» CHALLENGE
Lay out the records below as a Markdown table with the columns Number and Line, numbering each line and leaving out blank lines. Begin at the line that has "Given the image above, the model predicts where the person in" and stop after the line that has "[[578, 934, 597, 979]]".

» SUPPLIED ENTRIES
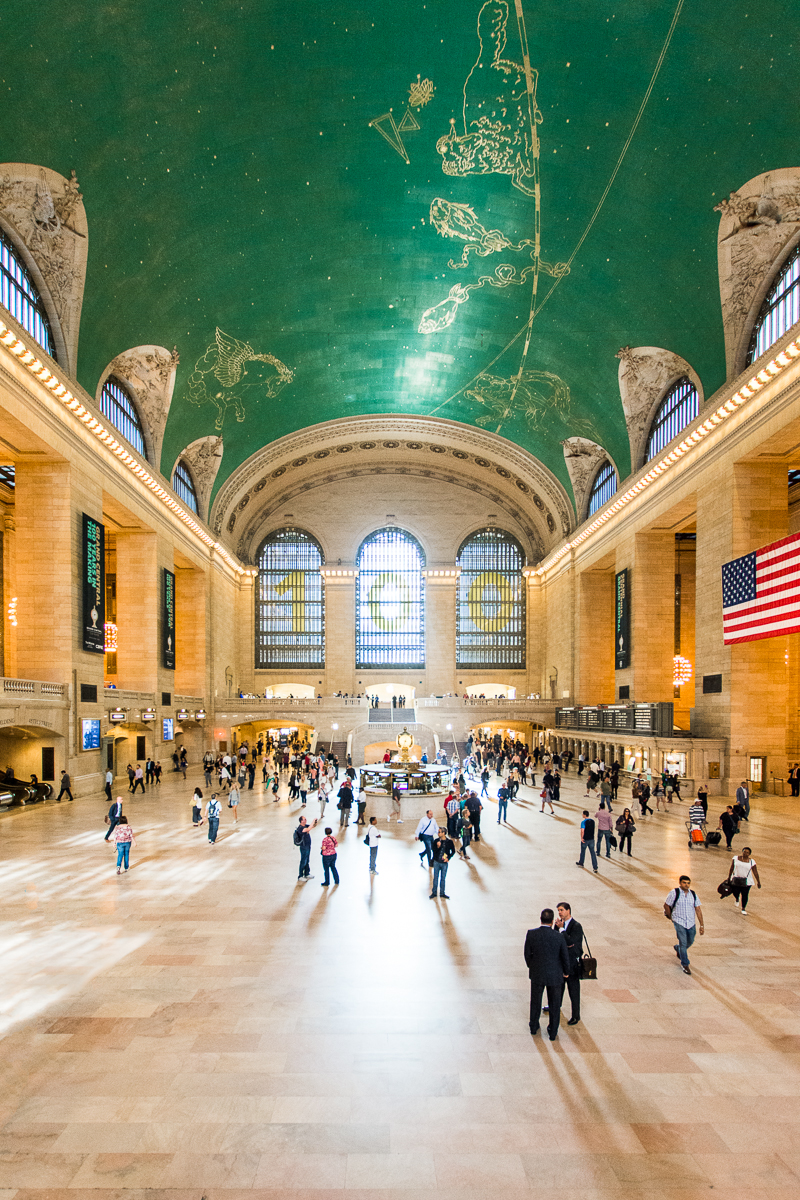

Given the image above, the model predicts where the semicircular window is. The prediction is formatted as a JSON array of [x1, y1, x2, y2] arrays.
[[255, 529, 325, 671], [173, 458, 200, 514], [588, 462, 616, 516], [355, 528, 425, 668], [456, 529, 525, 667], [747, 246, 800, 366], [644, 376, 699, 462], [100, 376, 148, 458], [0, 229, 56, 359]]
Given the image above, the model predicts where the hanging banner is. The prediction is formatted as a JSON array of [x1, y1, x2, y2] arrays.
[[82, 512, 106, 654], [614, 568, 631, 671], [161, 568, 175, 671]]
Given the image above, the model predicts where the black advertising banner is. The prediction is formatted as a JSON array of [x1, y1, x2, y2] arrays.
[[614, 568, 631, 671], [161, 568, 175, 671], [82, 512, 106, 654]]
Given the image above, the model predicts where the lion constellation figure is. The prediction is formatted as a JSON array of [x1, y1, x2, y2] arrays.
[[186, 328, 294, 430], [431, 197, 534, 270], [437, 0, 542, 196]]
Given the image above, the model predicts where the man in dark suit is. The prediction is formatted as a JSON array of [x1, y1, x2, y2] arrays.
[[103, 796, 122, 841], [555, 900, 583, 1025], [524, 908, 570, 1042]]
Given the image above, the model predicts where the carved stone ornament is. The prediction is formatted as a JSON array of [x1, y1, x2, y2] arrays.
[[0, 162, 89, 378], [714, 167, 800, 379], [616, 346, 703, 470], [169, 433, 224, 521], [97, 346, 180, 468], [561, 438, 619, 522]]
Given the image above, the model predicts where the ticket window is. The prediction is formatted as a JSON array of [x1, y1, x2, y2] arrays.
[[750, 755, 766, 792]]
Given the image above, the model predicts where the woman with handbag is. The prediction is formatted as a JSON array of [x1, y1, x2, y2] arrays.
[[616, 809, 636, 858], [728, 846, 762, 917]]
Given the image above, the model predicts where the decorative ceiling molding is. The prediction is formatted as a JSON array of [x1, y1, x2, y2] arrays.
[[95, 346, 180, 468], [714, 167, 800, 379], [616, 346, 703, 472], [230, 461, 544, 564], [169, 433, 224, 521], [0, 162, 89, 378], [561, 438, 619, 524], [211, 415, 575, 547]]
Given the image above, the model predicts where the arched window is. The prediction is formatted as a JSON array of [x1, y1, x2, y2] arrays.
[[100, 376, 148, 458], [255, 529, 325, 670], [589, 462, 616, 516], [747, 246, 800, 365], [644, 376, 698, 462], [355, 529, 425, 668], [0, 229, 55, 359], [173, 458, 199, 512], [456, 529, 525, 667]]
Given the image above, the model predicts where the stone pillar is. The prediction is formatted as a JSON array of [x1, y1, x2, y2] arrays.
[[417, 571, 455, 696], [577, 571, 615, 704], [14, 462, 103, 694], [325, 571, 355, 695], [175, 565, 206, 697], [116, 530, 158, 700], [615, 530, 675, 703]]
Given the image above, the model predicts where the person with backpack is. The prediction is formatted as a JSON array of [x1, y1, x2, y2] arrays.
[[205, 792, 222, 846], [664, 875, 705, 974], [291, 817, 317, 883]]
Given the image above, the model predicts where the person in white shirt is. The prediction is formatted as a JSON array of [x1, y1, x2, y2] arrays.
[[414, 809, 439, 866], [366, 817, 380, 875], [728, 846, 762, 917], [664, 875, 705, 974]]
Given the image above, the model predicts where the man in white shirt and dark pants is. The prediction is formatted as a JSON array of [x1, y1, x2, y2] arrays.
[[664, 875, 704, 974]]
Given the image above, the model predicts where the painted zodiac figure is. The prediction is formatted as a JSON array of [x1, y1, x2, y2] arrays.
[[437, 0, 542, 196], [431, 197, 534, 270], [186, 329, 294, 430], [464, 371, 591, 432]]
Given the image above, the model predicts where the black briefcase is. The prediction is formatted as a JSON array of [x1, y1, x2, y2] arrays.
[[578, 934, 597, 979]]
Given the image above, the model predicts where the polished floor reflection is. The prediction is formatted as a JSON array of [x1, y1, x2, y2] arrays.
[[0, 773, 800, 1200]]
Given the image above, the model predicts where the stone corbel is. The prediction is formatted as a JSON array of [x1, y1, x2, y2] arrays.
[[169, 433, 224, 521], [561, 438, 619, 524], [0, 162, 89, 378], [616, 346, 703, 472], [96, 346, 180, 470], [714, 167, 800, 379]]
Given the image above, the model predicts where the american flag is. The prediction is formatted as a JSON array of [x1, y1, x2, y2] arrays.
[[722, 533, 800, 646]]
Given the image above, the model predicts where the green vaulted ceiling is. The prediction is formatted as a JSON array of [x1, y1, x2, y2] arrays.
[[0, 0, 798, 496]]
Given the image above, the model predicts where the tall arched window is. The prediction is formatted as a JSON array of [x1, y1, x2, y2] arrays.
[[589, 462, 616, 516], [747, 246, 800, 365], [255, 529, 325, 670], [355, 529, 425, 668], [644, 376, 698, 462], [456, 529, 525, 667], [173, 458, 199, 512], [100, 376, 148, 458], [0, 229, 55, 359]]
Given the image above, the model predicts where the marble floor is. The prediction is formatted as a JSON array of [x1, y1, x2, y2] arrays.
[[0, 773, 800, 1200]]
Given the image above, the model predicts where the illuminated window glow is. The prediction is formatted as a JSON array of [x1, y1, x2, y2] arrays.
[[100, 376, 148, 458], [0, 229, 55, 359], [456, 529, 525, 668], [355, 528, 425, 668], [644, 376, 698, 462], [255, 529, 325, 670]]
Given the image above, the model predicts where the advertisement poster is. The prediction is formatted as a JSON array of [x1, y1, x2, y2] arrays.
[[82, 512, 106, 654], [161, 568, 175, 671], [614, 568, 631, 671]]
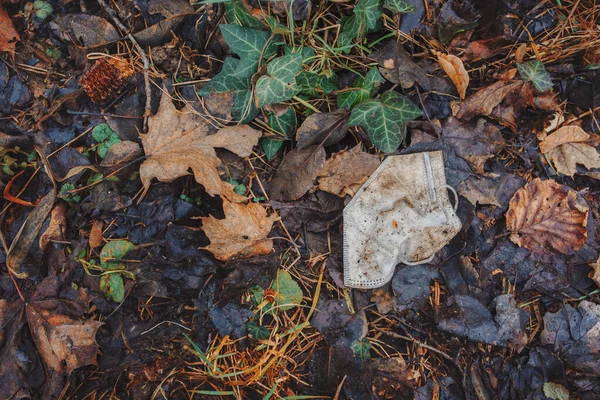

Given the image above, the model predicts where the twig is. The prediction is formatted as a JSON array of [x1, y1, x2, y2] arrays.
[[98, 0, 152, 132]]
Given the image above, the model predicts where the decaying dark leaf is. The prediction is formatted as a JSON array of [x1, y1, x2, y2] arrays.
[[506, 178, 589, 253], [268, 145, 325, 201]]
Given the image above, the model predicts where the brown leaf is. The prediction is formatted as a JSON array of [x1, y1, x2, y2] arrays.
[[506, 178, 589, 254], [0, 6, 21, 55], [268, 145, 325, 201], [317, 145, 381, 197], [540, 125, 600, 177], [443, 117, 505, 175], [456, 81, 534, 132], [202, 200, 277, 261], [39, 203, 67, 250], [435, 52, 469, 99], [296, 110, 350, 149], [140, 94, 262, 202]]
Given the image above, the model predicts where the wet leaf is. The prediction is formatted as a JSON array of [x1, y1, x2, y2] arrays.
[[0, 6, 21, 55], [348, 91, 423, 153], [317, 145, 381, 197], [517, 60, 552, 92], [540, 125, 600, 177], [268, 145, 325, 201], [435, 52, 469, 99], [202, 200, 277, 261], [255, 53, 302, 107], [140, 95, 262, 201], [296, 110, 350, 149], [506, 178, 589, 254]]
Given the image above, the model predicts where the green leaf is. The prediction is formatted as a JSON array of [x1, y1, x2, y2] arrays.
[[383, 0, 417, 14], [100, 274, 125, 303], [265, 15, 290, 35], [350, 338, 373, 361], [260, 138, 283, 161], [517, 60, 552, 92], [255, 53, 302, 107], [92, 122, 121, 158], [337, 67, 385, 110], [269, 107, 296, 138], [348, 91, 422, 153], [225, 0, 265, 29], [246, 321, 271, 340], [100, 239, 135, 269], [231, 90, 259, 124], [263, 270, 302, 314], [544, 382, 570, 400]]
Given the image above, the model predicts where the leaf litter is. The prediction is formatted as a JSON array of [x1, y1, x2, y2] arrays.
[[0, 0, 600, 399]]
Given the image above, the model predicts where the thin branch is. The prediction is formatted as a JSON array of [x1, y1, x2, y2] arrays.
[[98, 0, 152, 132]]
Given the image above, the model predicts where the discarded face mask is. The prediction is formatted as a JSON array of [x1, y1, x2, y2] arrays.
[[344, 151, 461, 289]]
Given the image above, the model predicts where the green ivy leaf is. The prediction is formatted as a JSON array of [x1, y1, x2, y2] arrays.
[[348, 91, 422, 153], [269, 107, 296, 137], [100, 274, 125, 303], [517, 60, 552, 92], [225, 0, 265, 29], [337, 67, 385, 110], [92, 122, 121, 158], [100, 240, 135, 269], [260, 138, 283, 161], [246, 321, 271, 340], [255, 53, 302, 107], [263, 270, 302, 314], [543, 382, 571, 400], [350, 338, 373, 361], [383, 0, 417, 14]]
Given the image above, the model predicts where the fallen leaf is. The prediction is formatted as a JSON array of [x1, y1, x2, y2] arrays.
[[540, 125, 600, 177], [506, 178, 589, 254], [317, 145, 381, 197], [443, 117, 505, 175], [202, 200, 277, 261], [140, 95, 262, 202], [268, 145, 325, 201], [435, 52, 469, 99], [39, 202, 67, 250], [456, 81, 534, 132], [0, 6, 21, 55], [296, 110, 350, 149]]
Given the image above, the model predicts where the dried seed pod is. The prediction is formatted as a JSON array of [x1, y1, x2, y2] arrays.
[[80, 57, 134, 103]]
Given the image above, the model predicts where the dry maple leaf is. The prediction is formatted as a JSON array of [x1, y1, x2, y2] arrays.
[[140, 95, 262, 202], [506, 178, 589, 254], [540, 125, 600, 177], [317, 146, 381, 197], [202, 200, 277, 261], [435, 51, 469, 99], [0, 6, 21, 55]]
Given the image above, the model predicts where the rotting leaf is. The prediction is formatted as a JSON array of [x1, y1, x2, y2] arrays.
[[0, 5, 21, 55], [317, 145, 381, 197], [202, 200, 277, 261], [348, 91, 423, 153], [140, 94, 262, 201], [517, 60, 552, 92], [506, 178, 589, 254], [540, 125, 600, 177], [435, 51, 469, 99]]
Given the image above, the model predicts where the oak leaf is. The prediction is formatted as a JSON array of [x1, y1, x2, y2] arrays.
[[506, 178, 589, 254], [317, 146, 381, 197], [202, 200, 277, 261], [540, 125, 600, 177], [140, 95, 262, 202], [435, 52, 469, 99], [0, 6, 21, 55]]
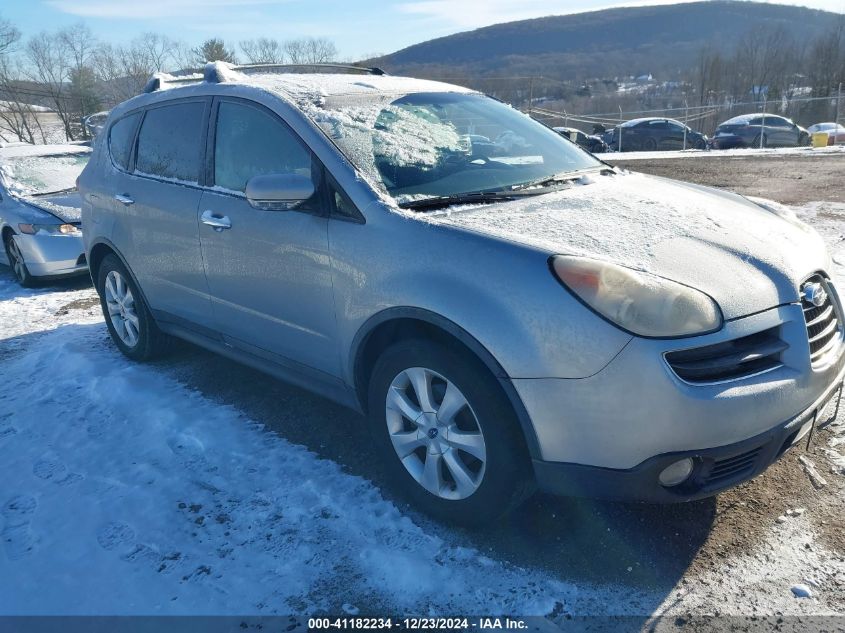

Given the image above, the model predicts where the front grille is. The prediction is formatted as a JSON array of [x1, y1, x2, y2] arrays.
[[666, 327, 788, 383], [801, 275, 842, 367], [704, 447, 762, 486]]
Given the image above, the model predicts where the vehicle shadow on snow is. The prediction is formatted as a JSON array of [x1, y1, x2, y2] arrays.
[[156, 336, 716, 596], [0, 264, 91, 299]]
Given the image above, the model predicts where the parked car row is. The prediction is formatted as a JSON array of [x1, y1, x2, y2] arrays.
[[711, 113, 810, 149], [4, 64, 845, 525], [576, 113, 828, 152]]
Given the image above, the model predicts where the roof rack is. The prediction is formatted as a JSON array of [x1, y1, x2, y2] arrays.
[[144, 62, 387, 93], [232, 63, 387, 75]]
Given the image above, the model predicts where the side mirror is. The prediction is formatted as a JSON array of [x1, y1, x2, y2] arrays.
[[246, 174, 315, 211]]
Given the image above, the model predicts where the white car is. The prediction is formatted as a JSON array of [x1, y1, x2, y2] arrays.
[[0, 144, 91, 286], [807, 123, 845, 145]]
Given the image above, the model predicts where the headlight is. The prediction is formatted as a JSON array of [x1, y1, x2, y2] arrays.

» SOLUTION FOR THIS PROBLEM
| Number | Line |
|---|---|
| 1 | Given the image above, the model predicts where the person in white shirt is. The prediction is formatted as a JSON array of [x1, y1, x2, y2] arrays. |
| 2 | [[414, 809, 439, 866], [366, 817, 380, 875], [728, 846, 762, 917], [664, 875, 705, 974]] |
| 3 | Given the image above, the model predicts where the man in white shirt and dark pants is. The prediction is formatted as a JSON array of [x1, y1, x2, y2] arrays. |
| 4 | [[664, 875, 704, 974]] |
| 5 | Given the image above, the model predicts where the painted zodiac figure is. The prediction is formatted as a JSON array of [x1, y1, x2, y2] arrays. |
| 6 | [[437, 0, 542, 196], [431, 197, 534, 270], [186, 329, 294, 430], [464, 371, 591, 432]] |
| 7 | Given the image above, the model predicts where the black briefcase is. The prediction is formatted as a JSON array of [x1, y1, x2, y2] arrays. |
| 8 | [[578, 934, 597, 979]] |